====== Extrait présenté ======
Effectivement, en voyant les photos, la cantine doit être bonne et le service papouilles au top ! ::

----------


## sydney21

> Effectivement, en voyant les photos, la cantine doit être bonne et le service papouilles au top !


Embrasser un petit bidon tout rond de chaton, quel bonheur !  :: 

Sinon c'est fou ce que les chatons mangent, j'ai l'impression de passer mon temps à remplir des gamelles toujours vides...

----------


## Effran

> Embrasser un petit bidon tout rond de chaton, quel bonheur ! 
> 
> Sinon c'est fou ce que les chatons mangent, j'ai l'impression de passer mon temps à remplir des gamelles toujours vides...


Rhô remplir les gamelles qu'à moitié pour que les petits bidons viennent réclamer leur pitance à grands renforts de calins et de ronrons c'est pas bien :: 
En tout cas ils commencent à avoir un air bien coquin surtout le petit Luigi, ça pas tarder à être la fiesta ::

----------


## chatperlipopette

Serge va bien, une photo prochainement.
Birdy a été castré ( histoire de calmer ses ardeurs ) + rappel TC + PCR pour infirmer ou confirmer le FIV +
Halix et Hope ont rejoint ce soir leur FA. Elles sont super sociables et de vrais amours. Leur post d'adoption va être fait et pourront trouver de gentilles familles une fois le rappel fait + les tests FIV/FELV.
Vous voulez les voir en photo ? Attention les yeux.....


HALIX


HOPE


Les 2 frangines réunies

----------


## Gaia4ever

Rhoooo, qu'elles sont mimis!  :: 
Elles aussi ce sont des bouilles à bisous et papouilles!
Pas de doute qu'elles trouveront vite des adoptants!

----------


## lynt

Ce serait top que quelqu'un craque pour les deux qu'elles puissent rester ensemble les deux beautés  :Smile: .
====== Liste des données ======
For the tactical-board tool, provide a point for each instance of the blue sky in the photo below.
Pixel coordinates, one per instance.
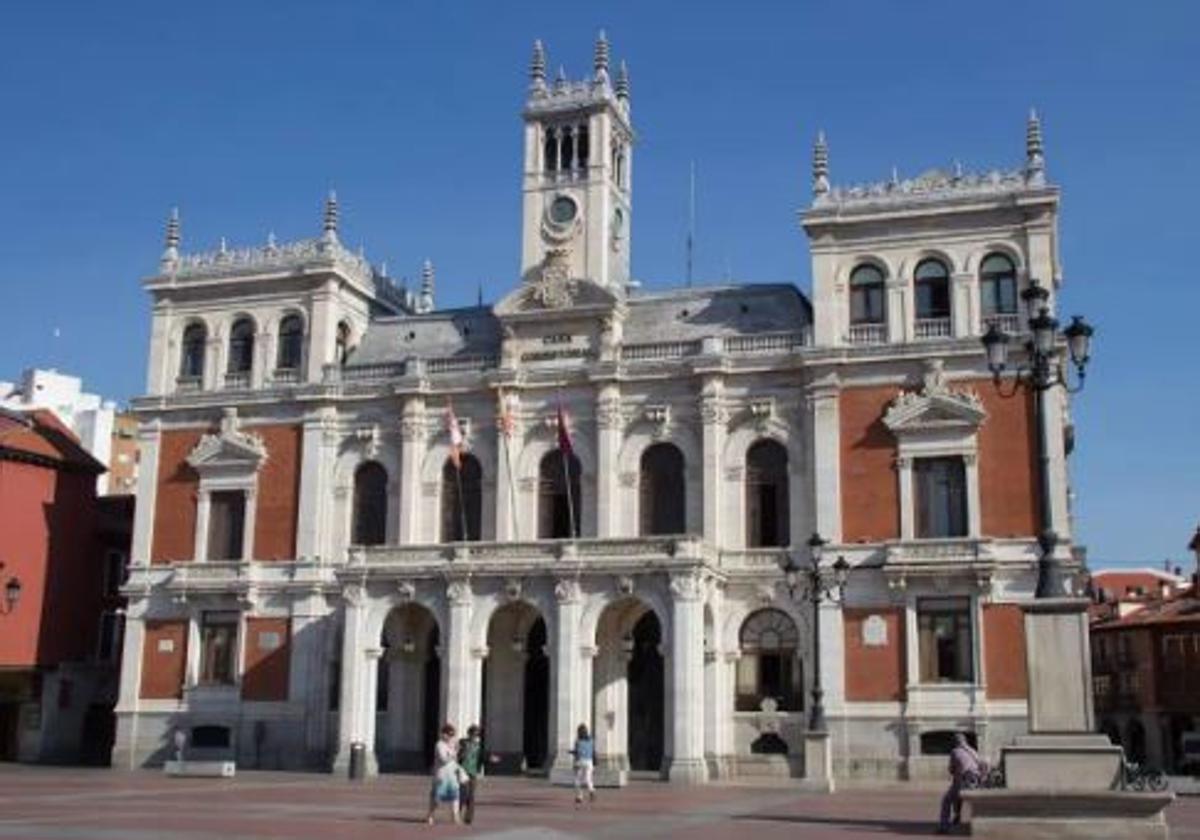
(245, 113)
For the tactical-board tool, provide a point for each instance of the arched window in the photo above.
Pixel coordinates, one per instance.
(342, 348)
(769, 666)
(461, 499)
(555, 517)
(767, 499)
(661, 491)
(867, 295)
(997, 286)
(191, 360)
(291, 343)
(933, 285)
(370, 504)
(241, 346)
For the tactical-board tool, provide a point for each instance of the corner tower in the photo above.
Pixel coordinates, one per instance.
(577, 167)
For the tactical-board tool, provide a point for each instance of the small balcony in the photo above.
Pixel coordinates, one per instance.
(929, 329)
(238, 381)
(868, 334)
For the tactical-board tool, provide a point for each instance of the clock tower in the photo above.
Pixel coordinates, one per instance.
(576, 184)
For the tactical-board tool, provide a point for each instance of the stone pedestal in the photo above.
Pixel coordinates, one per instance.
(1019, 815)
(817, 762)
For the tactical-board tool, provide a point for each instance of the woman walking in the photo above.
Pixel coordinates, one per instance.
(585, 765)
(444, 786)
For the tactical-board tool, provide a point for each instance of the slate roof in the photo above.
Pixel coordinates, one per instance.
(676, 315)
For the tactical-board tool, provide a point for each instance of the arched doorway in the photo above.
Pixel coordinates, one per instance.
(408, 694)
(646, 690)
(628, 681)
(516, 689)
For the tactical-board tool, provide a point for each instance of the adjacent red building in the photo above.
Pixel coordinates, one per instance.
(61, 558)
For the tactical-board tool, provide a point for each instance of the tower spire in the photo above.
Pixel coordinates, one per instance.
(600, 58)
(329, 225)
(425, 303)
(171, 241)
(820, 167)
(538, 66)
(1035, 160)
(622, 88)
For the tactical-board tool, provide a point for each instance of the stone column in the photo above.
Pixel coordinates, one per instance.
(713, 417)
(351, 726)
(412, 449)
(687, 681)
(309, 675)
(567, 709)
(461, 696)
(609, 432)
(316, 463)
(125, 747)
(823, 395)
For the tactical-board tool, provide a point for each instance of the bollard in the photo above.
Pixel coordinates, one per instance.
(358, 761)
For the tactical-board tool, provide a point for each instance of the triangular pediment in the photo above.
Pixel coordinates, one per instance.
(946, 409)
(229, 447)
(550, 297)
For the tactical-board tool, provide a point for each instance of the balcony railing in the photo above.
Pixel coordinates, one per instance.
(659, 351)
(767, 343)
(239, 379)
(933, 328)
(868, 334)
(1008, 322)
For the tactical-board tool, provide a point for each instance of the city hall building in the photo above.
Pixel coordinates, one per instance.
(360, 515)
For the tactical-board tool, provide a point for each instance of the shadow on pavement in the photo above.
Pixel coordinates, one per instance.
(898, 827)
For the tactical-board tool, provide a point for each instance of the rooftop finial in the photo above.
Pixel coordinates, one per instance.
(1035, 161)
(820, 166)
(171, 246)
(538, 66)
(425, 303)
(600, 59)
(330, 222)
(623, 82)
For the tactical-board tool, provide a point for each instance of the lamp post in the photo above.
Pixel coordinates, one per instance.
(1044, 371)
(816, 587)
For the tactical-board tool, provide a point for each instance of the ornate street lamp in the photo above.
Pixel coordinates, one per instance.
(11, 594)
(1045, 370)
(816, 586)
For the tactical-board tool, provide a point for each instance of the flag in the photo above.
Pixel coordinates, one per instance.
(507, 420)
(564, 435)
(456, 442)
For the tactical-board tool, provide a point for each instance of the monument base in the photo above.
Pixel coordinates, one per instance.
(1025, 815)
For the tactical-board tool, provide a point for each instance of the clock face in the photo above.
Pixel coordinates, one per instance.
(563, 210)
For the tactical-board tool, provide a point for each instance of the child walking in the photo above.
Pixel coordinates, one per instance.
(585, 765)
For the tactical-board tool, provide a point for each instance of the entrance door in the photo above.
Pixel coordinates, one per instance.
(646, 719)
(10, 718)
(537, 699)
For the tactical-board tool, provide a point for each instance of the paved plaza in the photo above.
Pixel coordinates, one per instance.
(60, 804)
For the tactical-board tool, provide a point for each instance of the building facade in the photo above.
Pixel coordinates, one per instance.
(311, 568)
(61, 563)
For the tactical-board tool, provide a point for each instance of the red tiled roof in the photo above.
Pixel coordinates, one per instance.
(39, 435)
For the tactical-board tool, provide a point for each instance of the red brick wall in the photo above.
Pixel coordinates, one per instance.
(1003, 655)
(875, 673)
(1008, 485)
(174, 520)
(870, 496)
(1008, 471)
(279, 493)
(267, 669)
(162, 671)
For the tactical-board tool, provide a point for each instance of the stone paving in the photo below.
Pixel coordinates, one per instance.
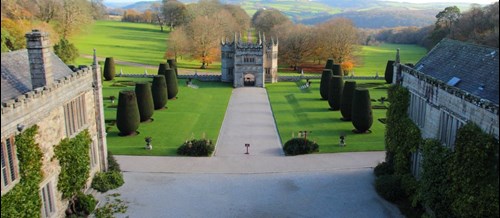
(263, 183)
(249, 119)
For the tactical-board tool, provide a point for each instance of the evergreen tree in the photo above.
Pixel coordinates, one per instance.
(66, 51)
(389, 68)
(127, 113)
(173, 65)
(346, 100)
(335, 92)
(109, 69)
(337, 70)
(144, 100)
(159, 91)
(325, 82)
(362, 118)
(171, 83)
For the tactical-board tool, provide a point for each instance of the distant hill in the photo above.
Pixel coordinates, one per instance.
(364, 13)
(383, 18)
(140, 6)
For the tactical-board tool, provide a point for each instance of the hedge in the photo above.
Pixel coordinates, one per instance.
(196, 148)
(298, 146)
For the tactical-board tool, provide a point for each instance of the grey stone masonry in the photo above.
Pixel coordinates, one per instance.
(38, 46)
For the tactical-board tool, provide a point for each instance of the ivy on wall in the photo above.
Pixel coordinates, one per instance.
(24, 200)
(74, 159)
(474, 173)
(402, 136)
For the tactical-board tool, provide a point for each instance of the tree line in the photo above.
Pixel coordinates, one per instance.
(199, 29)
(60, 18)
(478, 25)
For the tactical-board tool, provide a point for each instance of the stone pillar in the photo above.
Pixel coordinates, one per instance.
(38, 46)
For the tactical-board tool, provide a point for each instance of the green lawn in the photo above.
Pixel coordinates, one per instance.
(194, 113)
(295, 110)
(135, 42)
(372, 59)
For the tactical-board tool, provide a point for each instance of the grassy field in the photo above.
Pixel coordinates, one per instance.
(296, 110)
(372, 59)
(195, 113)
(134, 42)
(145, 44)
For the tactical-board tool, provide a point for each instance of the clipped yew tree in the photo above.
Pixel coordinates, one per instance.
(171, 83)
(337, 70)
(329, 63)
(127, 113)
(362, 118)
(144, 100)
(173, 65)
(335, 92)
(161, 68)
(325, 83)
(346, 100)
(159, 92)
(389, 68)
(109, 69)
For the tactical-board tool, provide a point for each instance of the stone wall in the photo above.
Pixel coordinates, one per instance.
(460, 104)
(44, 107)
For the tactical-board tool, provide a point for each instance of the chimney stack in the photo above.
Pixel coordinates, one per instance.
(38, 46)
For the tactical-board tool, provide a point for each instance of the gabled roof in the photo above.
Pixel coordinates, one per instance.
(16, 77)
(475, 67)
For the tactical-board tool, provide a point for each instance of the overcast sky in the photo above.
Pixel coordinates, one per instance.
(413, 1)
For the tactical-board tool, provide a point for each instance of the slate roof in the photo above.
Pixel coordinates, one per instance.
(476, 66)
(16, 77)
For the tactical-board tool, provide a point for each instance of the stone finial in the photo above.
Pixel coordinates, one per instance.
(95, 63)
(398, 60)
(38, 46)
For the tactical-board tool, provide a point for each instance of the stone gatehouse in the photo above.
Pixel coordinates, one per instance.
(249, 63)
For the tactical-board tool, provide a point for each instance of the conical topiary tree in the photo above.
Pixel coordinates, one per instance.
(173, 65)
(389, 68)
(335, 92)
(109, 69)
(159, 92)
(127, 113)
(161, 68)
(346, 100)
(329, 63)
(171, 83)
(337, 70)
(324, 84)
(144, 100)
(362, 118)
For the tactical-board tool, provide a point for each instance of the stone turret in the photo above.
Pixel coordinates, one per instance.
(38, 46)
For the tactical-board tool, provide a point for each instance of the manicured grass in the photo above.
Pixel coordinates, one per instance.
(296, 110)
(196, 112)
(135, 42)
(372, 59)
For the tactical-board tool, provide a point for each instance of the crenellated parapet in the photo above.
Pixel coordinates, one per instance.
(26, 100)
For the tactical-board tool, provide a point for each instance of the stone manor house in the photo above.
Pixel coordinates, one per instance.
(249, 63)
(39, 89)
(454, 83)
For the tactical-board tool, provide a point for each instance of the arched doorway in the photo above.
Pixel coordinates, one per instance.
(249, 80)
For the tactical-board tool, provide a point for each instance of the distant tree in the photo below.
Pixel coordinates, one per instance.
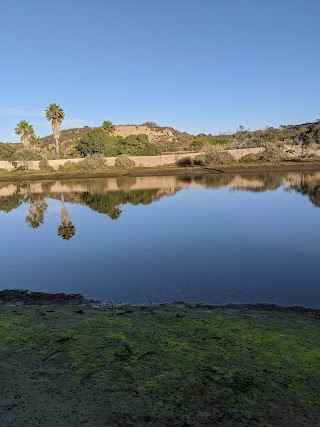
(26, 131)
(35, 140)
(108, 126)
(55, 114)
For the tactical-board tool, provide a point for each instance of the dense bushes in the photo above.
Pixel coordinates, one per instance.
(93, 142)
(124, 162)
(44, 166)
(216, 157)
(6, 151)
(93, 162)
(99, 141)
(27, 155)
(185, 162)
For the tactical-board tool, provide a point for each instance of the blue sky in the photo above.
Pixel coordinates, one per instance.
(196, 65)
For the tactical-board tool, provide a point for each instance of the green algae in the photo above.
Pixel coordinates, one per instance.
(194, 367)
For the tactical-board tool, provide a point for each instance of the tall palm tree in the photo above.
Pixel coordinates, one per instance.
(25, 130)
(55, 114)
(66, 230)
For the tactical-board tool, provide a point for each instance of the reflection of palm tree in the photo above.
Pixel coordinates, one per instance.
(115, 213)
(36, 213)
(66, 230)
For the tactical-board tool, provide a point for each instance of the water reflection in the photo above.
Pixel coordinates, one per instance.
(229, 238)
(66, 230)
(38, 207)
(106, 196)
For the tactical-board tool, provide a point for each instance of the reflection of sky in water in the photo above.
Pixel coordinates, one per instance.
(209, 245)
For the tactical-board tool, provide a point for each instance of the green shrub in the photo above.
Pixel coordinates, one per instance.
(44, 166)
(137, 145)
(98, 141)
(68, 167)
(93, 162)
(93, 142)
(6, 151)
(273, 153)
(27, 155)
(200, 160)
(124, 162)
(197, 144)
(108, 126)
(185, 162)
(150, 124)
(250, 158)
(216, 157)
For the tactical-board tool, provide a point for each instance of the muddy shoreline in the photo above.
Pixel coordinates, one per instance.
(24, 297)
(69, 361)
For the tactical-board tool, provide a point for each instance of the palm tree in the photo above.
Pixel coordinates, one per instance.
(25, 130)
(55, 114)
(66, 230)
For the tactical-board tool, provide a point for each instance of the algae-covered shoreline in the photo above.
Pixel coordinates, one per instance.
(77, 362)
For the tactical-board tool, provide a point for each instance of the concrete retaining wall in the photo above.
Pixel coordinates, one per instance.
(140, 161)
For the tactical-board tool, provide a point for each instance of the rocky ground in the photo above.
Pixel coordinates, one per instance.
(67, 361)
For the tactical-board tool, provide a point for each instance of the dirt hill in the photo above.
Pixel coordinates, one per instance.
(166, 138)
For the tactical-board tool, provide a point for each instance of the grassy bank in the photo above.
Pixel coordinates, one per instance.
(159, 366)
(161, 170)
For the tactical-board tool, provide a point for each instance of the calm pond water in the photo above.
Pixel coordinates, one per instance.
(215, 238)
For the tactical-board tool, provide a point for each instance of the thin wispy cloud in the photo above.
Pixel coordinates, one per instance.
(20, 112)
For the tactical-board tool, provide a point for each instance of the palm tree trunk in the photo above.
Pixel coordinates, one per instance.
(57, 148)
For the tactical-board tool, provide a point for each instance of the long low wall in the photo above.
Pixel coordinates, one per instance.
(140, 161)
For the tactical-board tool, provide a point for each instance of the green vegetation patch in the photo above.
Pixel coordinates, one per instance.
(99, 141)
(175, 366)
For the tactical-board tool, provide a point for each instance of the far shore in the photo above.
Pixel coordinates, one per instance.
(289, 166)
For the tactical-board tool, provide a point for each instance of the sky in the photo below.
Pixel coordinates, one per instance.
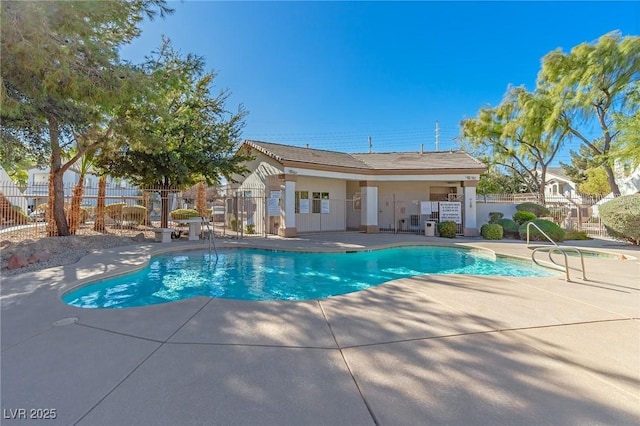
(333, 74)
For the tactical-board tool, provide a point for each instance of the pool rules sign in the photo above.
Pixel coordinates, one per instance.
(450, 211)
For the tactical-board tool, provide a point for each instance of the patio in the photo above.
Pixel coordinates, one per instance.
(424, 350)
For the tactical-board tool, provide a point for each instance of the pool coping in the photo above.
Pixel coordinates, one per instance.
(439, 350)
(67, 288)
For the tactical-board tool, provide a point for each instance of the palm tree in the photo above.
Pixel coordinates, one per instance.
(86, 162)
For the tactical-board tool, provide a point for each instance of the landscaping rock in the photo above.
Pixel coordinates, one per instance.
(39, 256)
(17, 261)
(139, 238)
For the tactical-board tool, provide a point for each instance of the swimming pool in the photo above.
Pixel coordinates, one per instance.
(256, 274)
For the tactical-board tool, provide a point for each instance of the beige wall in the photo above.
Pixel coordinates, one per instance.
(262, 168)
(335, 220)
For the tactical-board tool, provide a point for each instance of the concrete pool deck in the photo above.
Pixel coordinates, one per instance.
(464, 350)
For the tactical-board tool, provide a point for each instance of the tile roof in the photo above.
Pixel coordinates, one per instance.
(559, 172)
(441, 160)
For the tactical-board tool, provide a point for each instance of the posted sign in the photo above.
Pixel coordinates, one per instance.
(450, 211)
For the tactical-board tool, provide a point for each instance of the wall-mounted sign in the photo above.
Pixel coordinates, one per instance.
(450, 211)
(304, 205)
(273, 206)
(324, 206)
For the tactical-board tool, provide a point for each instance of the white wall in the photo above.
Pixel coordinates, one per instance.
(11, 191)
(336, 219)
(483, 210)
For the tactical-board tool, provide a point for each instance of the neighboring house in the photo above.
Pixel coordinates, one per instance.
(628, 178)
(10, 190)
(310, 190)
(37, 190)
(559, 184)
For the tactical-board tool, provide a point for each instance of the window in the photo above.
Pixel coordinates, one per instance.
(315, 208)
(302, 201)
======
# [Exercices à résoudre]
A. Pour chaque affirmation, dites si elle concorde avec l'extrait présenté (oui ou non) et citez les mots décisifs de cet extrait. (i) Halix et Hope ont rejoint leur FA ce soir. (ii) Birdy a été adopté. (iii) Effran trouve que le petit Luigi a l'air sage.
B. Renvoyez chaque ligne des enregistrements où figure le mot « palm ».

# [Réponses aux exercices]
A.
(i) Oui : « Halix et Hope ont rejoint ce soir leur FA. »
(ii) Non : « Birdy a été castré ( histoire de calmer ses ardeurs ) »
(iii) Non : « En tout cas ils commencent à avoir un air bien coquin surtout le petit Luigi »

B.
For the tactical-board tool, provide a point for each instance of the tall palm tree in the photo above.
For the tactical-board tool, provide a point for each instance of the reflection of palm tree in the photo above.
For the tactical-board tool, provide a point for each instance of the palm tree in the photo above.
For the tactical-board tool, provide a point for each instance of the palm tree trunk in the photo above.
For the tactical-board tool, provide a point for each instance of the palm tree in the photo above.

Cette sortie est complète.